→ EXERCISE AIM: Report, copied in full, each line of the entries below that contains the string "leather". Matching is case-sensitive.

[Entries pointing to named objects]
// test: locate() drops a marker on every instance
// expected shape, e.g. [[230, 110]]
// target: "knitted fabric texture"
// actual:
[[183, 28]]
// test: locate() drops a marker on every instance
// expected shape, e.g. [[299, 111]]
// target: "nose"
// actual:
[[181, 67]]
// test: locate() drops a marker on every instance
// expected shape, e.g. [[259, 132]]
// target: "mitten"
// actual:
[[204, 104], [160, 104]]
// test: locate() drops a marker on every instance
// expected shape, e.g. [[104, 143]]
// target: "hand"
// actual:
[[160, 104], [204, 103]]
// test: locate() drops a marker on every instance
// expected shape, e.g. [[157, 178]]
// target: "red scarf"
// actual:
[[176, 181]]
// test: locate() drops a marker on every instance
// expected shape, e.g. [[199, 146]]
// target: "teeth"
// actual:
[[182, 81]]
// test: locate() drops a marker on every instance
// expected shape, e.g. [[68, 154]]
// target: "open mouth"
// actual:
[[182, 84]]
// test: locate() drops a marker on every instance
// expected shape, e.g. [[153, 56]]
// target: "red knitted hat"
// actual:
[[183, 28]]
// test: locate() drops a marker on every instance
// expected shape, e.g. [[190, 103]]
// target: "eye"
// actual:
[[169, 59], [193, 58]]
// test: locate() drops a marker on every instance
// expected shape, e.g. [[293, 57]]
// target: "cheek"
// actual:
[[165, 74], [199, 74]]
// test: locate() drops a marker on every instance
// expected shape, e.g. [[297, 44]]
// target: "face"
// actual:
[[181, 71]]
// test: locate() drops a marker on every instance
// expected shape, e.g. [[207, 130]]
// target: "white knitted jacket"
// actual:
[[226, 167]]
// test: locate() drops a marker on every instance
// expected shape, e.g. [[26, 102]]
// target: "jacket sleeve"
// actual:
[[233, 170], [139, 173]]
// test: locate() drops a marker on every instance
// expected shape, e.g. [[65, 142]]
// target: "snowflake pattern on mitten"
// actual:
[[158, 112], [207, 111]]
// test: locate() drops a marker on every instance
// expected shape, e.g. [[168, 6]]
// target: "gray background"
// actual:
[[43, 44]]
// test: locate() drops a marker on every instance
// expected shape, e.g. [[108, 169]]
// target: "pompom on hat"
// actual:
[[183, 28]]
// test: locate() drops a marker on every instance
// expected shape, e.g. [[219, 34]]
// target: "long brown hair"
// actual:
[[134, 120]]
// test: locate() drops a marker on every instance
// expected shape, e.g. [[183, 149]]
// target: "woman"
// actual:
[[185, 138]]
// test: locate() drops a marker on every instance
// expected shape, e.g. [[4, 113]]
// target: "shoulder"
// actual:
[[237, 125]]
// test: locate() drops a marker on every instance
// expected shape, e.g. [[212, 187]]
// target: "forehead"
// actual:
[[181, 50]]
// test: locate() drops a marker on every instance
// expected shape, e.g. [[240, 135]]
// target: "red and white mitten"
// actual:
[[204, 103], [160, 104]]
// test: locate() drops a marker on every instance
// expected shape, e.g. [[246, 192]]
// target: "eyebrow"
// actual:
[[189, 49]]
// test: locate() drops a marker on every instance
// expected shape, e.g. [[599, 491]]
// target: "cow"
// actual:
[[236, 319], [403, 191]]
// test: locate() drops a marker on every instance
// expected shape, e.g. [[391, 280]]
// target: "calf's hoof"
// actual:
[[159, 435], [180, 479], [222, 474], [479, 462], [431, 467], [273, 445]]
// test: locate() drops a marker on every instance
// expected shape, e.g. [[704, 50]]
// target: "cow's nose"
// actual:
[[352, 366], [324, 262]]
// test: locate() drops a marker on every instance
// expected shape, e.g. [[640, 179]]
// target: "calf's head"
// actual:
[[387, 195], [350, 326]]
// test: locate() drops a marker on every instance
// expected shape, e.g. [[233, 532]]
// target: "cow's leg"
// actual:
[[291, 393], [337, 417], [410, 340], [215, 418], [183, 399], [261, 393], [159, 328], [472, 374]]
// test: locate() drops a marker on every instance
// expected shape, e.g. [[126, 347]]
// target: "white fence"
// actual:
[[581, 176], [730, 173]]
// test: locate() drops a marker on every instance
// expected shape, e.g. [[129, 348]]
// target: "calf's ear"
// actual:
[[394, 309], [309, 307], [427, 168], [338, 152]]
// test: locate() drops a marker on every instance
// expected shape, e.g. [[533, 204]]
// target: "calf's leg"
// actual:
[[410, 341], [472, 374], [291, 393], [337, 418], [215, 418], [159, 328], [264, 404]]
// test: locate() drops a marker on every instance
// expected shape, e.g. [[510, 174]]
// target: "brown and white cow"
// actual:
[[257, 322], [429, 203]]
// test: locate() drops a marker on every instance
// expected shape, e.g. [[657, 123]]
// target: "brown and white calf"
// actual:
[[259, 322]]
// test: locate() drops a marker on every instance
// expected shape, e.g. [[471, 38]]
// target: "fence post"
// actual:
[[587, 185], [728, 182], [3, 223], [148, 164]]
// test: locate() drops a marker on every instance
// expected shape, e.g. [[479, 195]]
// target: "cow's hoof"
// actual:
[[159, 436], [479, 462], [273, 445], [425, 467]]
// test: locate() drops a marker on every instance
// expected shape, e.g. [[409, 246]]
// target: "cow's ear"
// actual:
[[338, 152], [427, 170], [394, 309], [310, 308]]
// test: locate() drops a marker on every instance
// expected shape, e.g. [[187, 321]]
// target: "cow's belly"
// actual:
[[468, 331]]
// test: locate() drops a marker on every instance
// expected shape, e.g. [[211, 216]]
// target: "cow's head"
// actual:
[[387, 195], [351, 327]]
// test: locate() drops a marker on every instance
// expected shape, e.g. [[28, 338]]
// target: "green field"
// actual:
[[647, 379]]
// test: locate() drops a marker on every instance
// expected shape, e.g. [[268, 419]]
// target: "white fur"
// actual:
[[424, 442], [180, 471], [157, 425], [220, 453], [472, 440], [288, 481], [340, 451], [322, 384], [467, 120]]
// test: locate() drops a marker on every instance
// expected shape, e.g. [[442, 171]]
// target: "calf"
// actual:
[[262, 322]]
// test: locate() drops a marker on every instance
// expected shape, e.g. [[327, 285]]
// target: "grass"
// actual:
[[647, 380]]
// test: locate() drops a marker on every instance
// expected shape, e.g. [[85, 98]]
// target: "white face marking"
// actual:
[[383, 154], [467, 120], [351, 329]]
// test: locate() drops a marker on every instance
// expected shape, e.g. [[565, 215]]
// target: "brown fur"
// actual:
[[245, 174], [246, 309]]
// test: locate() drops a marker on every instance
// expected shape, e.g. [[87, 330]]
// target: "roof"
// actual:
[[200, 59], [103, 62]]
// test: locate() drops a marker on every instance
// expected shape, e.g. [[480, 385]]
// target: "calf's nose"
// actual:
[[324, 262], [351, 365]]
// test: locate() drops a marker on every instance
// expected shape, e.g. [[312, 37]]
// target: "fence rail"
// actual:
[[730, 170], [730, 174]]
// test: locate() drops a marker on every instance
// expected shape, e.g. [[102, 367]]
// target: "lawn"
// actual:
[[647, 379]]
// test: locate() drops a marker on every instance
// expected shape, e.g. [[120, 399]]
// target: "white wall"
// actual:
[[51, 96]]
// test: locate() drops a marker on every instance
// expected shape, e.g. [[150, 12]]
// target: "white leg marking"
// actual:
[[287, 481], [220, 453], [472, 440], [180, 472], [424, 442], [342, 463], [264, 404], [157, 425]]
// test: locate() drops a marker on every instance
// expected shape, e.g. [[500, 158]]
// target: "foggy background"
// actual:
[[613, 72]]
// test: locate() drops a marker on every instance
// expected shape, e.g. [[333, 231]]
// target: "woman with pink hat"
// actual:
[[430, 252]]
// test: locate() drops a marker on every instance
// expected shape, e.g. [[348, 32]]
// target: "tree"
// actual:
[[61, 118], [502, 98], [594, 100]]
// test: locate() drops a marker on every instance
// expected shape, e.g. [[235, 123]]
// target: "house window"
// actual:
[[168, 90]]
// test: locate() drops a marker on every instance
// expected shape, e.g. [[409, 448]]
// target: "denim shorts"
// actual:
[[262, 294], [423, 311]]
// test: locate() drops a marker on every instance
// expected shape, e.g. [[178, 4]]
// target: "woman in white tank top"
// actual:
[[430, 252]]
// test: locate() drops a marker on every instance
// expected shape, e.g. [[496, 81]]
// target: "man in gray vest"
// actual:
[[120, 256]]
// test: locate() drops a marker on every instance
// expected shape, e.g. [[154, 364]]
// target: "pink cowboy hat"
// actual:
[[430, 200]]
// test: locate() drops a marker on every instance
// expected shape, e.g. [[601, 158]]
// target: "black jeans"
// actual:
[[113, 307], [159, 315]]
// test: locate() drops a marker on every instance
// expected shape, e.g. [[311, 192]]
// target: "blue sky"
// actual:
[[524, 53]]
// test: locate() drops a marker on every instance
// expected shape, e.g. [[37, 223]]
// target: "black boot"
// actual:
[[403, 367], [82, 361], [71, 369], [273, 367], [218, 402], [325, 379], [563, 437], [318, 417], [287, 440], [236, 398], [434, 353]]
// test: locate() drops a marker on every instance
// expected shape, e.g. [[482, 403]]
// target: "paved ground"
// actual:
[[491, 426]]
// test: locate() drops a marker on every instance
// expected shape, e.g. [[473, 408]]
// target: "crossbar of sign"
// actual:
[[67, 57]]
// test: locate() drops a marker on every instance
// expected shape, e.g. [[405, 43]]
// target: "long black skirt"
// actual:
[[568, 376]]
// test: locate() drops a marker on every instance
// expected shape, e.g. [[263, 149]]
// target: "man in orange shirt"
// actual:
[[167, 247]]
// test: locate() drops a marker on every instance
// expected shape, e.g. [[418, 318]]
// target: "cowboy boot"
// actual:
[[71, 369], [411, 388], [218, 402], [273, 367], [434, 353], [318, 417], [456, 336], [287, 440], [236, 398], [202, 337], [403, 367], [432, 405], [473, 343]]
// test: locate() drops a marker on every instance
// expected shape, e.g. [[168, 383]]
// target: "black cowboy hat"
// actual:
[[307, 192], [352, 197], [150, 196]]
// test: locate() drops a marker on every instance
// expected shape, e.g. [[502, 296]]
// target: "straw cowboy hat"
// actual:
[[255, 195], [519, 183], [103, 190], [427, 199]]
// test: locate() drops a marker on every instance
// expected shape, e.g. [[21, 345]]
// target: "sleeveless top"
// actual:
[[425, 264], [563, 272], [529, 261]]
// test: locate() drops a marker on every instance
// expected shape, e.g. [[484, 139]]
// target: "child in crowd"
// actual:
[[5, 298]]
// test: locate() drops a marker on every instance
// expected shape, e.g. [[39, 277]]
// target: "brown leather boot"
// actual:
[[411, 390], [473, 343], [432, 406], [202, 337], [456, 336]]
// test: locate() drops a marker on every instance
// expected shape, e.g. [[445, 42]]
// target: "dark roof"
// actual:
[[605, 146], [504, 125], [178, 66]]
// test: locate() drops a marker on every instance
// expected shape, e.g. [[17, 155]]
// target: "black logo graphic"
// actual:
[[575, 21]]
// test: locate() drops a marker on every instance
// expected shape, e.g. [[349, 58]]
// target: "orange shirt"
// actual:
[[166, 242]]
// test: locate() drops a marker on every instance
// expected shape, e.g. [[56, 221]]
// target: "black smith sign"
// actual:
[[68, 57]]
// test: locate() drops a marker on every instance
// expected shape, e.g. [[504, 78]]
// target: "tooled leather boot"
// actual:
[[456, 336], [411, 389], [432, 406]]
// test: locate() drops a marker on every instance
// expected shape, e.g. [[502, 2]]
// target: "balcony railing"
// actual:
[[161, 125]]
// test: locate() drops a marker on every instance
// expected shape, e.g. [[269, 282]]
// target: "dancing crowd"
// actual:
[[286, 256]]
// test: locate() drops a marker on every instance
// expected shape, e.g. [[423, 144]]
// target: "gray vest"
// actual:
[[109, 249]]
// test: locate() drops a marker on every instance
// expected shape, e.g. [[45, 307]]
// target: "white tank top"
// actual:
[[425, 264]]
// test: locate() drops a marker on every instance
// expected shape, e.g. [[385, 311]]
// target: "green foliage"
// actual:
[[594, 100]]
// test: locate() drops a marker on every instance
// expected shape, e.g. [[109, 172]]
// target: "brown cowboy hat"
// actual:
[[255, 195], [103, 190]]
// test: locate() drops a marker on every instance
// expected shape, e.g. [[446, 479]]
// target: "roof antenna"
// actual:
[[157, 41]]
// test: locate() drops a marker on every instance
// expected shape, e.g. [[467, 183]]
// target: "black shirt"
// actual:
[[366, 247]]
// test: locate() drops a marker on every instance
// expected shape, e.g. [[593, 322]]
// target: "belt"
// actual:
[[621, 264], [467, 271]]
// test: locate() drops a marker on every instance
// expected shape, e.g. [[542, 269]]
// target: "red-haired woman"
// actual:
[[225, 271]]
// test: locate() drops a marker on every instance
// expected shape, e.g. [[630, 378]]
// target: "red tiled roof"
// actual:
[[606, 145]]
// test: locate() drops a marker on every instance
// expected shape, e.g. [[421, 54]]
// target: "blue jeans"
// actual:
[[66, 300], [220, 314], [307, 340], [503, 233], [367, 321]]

→ THE OUTPUT:
// target: "brown leather boot"
// target: "tooled leather boot"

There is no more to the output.